In the records below, take everything from the line containing "clear sky is captured. Provide corrected boxes." down to the line containing "xmin=336 ymin=238 xmax=358 ymax=298", both ends included, and give those lines as a JSON list of strings, one string per line. Leave out blank lines and the pictures.

________________________________________

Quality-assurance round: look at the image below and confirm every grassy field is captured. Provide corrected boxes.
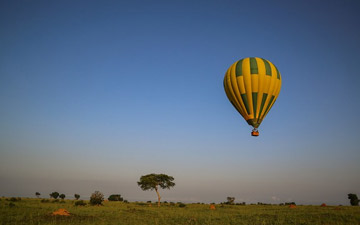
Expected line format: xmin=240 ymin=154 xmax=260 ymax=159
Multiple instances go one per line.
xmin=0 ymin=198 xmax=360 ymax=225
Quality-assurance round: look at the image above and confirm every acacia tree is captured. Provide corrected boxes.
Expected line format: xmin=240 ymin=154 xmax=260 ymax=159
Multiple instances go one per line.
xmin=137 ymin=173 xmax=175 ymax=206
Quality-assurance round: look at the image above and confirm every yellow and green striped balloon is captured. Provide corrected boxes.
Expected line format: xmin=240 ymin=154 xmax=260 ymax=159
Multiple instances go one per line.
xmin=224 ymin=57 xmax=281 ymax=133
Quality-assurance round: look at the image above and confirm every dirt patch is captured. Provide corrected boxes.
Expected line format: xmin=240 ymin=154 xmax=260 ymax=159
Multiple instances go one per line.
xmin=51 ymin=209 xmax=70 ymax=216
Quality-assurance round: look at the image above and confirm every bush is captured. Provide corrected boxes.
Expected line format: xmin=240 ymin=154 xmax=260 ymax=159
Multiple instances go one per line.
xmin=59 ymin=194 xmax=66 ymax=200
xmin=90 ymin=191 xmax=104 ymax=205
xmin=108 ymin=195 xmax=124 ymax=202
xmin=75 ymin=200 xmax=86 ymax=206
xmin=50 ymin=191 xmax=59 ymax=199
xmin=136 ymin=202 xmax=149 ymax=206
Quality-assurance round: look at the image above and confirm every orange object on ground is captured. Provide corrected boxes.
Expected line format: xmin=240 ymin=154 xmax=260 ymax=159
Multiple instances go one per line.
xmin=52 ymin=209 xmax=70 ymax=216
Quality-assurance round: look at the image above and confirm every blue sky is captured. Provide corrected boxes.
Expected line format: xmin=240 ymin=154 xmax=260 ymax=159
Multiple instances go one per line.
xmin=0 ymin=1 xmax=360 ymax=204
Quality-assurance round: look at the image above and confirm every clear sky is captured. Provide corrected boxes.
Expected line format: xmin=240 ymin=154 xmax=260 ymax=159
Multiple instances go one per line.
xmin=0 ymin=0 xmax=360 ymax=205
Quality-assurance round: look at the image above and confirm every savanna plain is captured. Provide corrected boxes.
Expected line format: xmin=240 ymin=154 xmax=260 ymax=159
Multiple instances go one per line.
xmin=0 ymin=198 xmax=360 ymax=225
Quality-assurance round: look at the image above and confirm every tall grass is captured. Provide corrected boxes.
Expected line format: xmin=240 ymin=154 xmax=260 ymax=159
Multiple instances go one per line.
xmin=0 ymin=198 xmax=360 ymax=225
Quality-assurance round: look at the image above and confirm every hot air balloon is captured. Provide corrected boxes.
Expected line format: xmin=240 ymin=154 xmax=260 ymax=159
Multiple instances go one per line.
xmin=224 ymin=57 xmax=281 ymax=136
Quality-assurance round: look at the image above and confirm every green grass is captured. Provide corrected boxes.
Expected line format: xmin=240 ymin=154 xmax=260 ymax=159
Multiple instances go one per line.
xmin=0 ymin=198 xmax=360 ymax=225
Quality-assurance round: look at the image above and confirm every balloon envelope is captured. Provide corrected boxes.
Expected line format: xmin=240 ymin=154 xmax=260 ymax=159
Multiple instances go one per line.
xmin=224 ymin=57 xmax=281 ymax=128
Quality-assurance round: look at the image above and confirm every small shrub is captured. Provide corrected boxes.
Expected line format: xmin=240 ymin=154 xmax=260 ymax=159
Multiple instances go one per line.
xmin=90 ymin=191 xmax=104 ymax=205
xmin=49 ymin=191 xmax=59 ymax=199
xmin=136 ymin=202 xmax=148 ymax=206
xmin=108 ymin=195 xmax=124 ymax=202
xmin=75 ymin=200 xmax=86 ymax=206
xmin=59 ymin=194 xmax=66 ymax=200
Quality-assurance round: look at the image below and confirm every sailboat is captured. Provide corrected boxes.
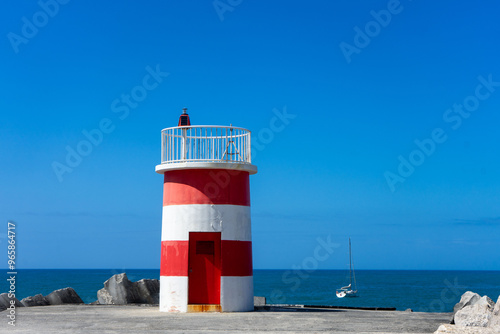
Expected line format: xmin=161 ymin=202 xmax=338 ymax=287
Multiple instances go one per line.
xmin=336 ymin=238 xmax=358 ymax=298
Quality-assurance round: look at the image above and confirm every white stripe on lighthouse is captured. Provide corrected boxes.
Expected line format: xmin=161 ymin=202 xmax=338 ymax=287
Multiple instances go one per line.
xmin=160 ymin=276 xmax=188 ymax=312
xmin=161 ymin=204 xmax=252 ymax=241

________________________________________

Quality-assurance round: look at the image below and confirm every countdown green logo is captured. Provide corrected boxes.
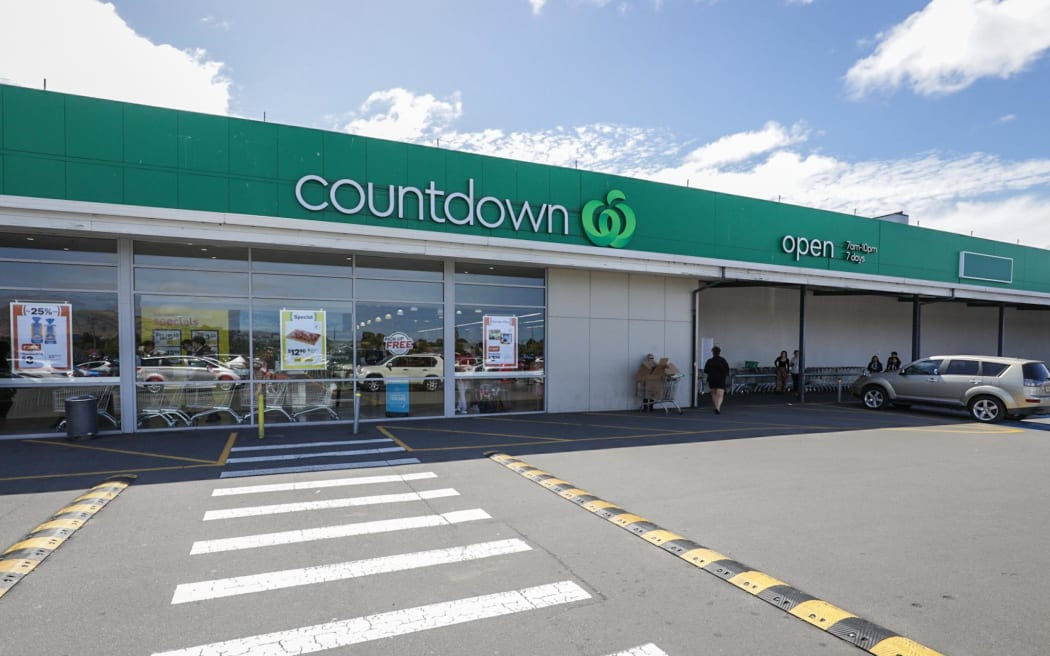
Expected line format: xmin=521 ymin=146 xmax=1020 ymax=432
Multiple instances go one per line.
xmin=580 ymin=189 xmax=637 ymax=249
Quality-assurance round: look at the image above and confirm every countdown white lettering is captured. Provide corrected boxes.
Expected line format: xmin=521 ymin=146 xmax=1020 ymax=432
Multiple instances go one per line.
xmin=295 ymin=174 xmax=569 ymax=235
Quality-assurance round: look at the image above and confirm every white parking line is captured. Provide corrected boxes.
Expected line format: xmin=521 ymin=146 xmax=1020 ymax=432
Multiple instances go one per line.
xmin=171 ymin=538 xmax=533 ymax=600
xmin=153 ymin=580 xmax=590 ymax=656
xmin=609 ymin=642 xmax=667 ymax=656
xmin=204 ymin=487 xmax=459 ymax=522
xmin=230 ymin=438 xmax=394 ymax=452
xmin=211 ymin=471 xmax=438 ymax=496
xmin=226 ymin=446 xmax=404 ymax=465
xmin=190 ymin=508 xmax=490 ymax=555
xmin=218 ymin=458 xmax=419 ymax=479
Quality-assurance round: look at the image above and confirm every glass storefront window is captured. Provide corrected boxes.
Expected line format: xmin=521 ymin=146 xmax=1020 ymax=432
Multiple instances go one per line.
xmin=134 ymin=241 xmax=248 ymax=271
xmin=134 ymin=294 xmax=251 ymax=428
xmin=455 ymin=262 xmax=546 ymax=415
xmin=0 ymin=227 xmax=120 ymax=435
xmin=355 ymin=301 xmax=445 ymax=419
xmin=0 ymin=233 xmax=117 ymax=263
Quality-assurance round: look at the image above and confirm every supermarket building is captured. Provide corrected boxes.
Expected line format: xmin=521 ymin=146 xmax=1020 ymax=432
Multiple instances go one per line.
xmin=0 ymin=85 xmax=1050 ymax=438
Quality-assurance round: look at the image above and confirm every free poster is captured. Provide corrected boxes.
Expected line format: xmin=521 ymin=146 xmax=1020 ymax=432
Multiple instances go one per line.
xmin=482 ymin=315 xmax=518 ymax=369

________________________________________

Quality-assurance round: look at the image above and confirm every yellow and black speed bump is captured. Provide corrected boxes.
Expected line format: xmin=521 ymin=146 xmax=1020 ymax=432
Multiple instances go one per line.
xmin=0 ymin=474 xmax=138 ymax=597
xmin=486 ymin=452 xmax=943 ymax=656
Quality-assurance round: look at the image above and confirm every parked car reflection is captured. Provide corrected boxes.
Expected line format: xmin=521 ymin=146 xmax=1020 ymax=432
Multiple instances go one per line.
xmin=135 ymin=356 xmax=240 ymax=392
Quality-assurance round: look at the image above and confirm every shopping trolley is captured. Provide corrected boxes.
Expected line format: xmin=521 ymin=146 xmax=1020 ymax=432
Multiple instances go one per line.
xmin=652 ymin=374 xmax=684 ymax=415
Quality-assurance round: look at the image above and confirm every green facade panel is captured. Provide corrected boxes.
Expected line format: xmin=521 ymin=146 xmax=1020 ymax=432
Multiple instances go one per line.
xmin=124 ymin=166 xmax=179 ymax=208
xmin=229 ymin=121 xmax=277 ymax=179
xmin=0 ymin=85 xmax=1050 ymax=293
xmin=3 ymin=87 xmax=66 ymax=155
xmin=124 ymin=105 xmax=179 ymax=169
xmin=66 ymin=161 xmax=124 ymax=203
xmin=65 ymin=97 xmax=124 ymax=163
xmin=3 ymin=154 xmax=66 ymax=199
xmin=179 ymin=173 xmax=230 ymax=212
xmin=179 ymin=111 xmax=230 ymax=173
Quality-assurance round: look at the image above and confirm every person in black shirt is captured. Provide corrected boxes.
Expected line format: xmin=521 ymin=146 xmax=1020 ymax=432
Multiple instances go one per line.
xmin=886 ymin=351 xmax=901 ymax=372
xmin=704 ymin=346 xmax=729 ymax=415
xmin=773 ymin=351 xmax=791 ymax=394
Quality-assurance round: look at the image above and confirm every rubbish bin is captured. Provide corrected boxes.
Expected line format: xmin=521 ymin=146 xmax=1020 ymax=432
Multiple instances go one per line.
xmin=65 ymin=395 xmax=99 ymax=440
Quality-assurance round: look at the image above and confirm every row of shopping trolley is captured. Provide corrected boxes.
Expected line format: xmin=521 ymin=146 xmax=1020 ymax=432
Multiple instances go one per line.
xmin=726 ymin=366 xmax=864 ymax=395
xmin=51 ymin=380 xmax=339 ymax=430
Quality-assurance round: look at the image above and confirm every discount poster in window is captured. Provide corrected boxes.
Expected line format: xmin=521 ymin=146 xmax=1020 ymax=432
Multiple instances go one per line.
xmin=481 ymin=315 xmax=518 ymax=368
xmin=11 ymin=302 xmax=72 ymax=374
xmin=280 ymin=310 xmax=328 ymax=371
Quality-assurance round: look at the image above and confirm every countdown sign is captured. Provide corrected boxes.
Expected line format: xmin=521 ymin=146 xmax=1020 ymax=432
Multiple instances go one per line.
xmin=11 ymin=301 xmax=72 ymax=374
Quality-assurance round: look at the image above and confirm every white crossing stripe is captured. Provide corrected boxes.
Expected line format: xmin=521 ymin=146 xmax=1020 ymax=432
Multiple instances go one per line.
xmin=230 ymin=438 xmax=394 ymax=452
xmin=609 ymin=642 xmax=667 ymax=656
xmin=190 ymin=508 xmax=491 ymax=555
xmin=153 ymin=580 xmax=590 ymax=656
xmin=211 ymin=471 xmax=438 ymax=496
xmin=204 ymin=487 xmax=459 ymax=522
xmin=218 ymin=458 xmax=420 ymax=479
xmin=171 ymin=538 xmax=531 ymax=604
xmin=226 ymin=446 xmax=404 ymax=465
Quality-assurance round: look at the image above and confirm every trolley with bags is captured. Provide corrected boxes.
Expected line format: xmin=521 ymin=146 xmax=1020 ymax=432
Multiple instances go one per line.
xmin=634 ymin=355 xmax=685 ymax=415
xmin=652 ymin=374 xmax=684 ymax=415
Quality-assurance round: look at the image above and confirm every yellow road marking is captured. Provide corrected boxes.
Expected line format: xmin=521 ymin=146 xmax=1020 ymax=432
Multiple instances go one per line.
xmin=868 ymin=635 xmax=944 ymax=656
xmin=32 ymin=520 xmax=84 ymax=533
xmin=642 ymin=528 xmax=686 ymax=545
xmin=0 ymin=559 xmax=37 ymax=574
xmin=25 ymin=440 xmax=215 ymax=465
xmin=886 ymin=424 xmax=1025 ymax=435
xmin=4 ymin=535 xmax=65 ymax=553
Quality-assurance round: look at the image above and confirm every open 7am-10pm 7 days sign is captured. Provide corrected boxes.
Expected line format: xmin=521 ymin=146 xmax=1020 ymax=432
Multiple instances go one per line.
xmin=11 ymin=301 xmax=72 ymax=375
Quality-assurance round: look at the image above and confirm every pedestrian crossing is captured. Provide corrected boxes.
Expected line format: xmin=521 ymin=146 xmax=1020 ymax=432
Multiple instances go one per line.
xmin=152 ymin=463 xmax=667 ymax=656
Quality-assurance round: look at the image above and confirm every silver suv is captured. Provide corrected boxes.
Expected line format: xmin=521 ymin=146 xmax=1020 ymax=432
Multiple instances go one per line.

________________________________________

SOLUTION FOR THIS EXERCISE:
[
  "Quality-assurance round: look at the image above and confirm every clear sky is captured. Provide corrected boxes.",
  "Expected line format: xmin=240 ymin=154 xmax=260 ymax=159",
  "Multiple instances go one per line.",
  "xmin=0 ymin=0 xmax=360 ymax=205",
  "Quality-assurance round: look at the image above and confirm every savanna plain is captured. Provide corrected boxes.",
  "Expected line format: xmin=240 ymin=154 xmax=260 ymax=159",
  "Multiple instances go one per line.",
  "xmin=0 ymin=198 xmax=360 ymax=225",
  "Quality-assurance round: look at the image above and confirm every tall grass is captured. Provide corrected boxes.",
  "Expected line format: xmin=240 ymin=154 xmax=260 ymax=159",
  "Multiple instances go one per line.",
  "xmin=0 ymin=198 xmax=360 ymax=225",
  "Quality-assurance round: look at the image above and confirm every hot air balloon is captured. Provide corrected boxes.",
  "Expected line format: xmin=240 ymin=154 xmax=260 ymax=159",
  "Multiple instances go one per line.",
  "xmin=224 ymin=57 xmax=281 ymax=136",
  "Quality-assurance round: look at the image above and confirm every green grass is captured. Provide corrected boxes.",
  "Expected line format: xmin=240 ymin=154 xmax=260 ymax=159",
  "Multiple instances go one per line.",
  "xmin=0 ymin=198 xmax=360 ymax=225",
  "Quality-assurance round: look at the image above and confirm every balloon envelope is captured. Provide corrected boxes.",
  "Expected line format: xmin=240 ymin=154 xmax=260 ymax=159",
  "Multiple instances go one per line.",
  "xmin=224 ymin=57 xmax=281 ymax=128",
  "Quality-assurance round: look at the image above and confirm every small shrub is captured. Provide corrected boxes.",
  "Expected line format: xmin=240 ymin=154 xmax=260 ymax=159",
  "Multiple instances go one per line.",
  "xmin=90 ymin=191 xmax=104 ymax=205",
  "xmin=49 ymin=191 xmax=59 ymax=199",
  "xmin=136 ymin=202 xmax=148 ymax=206",
  "xmin=108 ymin=195 xmax=124 ymax=202",
  "xmin=75 ymin=200 xmax=86 ymax=206",
  "xmin=59 ymin=194 xmax=66 ymax=200",
  "Quality-assurance round: look at the image below and confirm every sailboat is captured. Provide corrected boxes.",
  "Expected line format: xmin=161 ymin=202 xmax=338 ymax=287",
  "Multiple instances go one per line.",
  "xmin=336 ymin=238 xmax=358 ymax=298"
]